**Stated problem:** In the rows below, locate every line that contains the string "surface" and copy each one. Match case exactly.

(Segmentation data)
################

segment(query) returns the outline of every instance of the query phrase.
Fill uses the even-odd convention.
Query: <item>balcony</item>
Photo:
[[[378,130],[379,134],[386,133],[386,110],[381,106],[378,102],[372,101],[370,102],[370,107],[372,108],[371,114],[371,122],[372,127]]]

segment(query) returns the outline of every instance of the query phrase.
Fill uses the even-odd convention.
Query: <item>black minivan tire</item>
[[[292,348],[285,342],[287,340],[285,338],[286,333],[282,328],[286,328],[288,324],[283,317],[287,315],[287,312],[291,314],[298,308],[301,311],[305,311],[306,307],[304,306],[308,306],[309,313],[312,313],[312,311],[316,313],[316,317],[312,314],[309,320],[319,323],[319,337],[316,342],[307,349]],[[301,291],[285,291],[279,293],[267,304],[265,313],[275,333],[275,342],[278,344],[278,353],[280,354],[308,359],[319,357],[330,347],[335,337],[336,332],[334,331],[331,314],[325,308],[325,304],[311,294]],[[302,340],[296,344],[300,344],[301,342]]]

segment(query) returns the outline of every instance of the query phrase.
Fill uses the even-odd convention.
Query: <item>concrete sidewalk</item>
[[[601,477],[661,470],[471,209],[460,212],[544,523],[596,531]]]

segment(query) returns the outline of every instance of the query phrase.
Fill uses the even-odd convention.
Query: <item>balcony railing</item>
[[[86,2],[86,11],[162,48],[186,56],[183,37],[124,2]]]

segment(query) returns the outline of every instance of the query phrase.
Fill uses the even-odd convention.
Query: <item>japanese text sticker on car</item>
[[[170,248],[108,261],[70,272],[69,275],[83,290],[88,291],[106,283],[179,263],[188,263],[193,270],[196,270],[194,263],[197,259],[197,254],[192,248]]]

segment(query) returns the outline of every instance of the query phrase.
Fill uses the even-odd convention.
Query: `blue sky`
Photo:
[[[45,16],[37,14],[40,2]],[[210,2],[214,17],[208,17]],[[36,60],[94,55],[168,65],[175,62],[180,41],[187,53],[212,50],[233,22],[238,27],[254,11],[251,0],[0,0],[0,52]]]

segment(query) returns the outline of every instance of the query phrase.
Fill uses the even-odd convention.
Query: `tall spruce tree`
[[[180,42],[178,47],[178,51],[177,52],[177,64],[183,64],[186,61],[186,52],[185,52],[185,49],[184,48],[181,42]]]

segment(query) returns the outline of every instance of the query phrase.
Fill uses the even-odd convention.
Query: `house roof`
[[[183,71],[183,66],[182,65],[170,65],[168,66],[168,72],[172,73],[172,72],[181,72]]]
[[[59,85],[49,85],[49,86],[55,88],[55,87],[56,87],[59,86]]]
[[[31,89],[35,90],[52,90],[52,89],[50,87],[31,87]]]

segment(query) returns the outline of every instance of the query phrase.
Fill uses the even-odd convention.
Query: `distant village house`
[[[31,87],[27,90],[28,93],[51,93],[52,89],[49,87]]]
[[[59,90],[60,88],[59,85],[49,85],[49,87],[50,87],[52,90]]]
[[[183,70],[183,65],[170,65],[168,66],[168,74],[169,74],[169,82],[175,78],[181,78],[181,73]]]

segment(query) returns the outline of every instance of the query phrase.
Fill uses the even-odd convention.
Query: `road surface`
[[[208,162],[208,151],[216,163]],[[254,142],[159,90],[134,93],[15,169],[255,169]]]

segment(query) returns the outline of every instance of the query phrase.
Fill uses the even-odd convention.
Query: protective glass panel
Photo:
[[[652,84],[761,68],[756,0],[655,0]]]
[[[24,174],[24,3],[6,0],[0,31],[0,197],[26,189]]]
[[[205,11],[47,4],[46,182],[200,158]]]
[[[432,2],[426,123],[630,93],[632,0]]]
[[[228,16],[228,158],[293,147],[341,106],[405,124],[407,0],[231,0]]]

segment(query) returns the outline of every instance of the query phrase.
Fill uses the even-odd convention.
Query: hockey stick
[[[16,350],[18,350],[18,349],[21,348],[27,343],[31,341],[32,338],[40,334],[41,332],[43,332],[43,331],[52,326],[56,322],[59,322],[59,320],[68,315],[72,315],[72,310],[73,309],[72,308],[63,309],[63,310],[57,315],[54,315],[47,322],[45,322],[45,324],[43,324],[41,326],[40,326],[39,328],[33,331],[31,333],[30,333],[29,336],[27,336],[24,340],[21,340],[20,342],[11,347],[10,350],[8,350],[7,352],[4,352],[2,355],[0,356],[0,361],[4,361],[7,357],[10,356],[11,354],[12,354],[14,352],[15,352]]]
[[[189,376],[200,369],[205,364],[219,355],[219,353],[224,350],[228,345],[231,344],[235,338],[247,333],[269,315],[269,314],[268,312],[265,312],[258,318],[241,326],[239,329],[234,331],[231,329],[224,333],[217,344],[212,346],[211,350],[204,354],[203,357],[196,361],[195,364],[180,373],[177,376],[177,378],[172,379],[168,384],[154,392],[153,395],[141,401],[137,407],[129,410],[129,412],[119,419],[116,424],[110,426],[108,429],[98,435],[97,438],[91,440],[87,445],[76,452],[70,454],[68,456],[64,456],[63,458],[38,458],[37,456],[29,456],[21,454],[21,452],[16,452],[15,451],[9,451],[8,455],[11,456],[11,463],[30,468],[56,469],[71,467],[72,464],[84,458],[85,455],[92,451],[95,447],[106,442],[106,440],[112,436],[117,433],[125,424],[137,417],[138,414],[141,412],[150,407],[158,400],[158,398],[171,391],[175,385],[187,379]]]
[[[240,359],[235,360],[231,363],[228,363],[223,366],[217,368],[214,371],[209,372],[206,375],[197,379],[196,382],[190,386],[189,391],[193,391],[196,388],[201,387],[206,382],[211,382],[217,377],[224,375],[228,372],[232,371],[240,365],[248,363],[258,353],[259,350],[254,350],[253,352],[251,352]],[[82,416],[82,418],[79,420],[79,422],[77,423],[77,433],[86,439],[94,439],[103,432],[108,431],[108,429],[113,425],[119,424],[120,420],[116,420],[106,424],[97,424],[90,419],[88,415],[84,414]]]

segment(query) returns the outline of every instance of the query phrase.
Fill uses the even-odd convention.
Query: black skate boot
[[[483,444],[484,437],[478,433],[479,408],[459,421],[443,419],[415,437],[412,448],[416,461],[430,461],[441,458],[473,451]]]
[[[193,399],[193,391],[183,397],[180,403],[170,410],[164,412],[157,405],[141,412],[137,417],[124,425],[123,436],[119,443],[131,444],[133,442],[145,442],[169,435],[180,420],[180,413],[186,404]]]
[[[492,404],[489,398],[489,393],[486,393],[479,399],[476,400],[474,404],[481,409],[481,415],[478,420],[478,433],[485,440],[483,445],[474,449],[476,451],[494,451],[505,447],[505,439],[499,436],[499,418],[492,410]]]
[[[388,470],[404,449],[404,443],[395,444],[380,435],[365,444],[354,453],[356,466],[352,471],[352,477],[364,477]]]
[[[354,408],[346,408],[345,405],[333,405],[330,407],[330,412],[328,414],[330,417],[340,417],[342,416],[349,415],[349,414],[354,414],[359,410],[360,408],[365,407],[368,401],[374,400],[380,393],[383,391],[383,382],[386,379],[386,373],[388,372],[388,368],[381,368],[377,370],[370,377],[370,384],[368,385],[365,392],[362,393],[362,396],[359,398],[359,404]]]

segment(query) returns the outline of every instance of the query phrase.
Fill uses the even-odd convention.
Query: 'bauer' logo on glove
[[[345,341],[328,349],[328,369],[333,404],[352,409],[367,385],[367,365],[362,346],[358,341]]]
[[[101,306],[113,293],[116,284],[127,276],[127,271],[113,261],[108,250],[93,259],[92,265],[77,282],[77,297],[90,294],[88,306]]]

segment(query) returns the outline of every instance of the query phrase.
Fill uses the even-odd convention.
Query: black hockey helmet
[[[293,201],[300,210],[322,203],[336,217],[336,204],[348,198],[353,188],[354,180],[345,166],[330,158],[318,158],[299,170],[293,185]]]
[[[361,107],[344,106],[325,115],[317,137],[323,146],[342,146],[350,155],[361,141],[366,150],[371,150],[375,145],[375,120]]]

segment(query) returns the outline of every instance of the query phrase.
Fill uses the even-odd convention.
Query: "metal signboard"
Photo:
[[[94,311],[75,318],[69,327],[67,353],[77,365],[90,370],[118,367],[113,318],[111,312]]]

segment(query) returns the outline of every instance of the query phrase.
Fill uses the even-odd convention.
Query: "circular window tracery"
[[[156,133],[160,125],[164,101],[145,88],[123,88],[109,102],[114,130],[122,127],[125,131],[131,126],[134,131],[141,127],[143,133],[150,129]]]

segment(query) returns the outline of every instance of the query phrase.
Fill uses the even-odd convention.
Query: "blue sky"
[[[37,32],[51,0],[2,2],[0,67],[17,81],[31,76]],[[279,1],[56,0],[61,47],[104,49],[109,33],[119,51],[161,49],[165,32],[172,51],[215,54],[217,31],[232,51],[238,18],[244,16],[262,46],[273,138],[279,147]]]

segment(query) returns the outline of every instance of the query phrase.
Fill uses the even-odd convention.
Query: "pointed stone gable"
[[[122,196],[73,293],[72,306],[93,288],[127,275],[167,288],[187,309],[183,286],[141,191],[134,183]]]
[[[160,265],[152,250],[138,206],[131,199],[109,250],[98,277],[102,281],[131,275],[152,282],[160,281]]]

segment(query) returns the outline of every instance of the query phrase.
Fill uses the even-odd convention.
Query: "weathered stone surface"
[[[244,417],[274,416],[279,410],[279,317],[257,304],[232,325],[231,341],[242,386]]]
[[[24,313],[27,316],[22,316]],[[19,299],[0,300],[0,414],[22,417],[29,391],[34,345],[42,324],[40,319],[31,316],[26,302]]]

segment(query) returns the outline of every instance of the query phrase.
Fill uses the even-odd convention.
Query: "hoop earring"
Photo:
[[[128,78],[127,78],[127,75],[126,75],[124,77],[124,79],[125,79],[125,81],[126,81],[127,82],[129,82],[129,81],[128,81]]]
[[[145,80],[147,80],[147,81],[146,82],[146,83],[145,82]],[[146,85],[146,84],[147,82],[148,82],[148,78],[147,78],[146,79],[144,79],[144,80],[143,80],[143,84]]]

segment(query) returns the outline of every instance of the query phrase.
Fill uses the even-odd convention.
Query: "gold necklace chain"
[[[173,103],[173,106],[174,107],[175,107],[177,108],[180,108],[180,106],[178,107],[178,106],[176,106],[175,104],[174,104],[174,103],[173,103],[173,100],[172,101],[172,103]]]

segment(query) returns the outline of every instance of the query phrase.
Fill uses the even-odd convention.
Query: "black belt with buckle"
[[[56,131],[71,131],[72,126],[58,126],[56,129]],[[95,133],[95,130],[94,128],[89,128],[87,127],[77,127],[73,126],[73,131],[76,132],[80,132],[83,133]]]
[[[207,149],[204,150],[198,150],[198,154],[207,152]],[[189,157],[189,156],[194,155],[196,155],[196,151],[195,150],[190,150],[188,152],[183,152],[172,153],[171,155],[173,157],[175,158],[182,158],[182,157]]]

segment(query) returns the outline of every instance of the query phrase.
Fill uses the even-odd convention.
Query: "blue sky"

################

**Solution below:**
Query: `road surface`
Query: "weathered stone surface"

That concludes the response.